Stored dataset items:
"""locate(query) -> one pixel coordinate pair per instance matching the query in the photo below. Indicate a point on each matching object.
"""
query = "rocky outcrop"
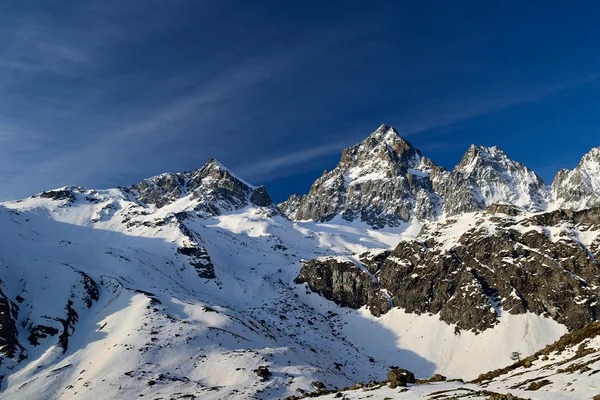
(10, 348)
(503, 261)
(385, 181)
(486, 176)
(377, 181)
(212, 189)
(342, 281)
(580, 188)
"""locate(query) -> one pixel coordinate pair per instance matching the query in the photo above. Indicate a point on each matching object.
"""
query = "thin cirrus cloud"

**PROBLEM TO WORK ON**
What is needed is a word-for-word copy of the records above, excluding pictures.

**TASK RESPONSE**
"""locate(query) -> one pixel coordinate pair per instance matching the query in the photo below. Indicate a point on each matching object.
"""
query = "rocky outcrop"
(10, 348)
(503, 261)
(385, 181)
(486, 176)
(377, 181)
(212, 189)
(342, 281)
(580, 188)
"""locate(query) -> one pixel coordinate pair per instance matching the query in the photo above. Indicate a point on each matching object.
"""
query = "thin cirrus cloud"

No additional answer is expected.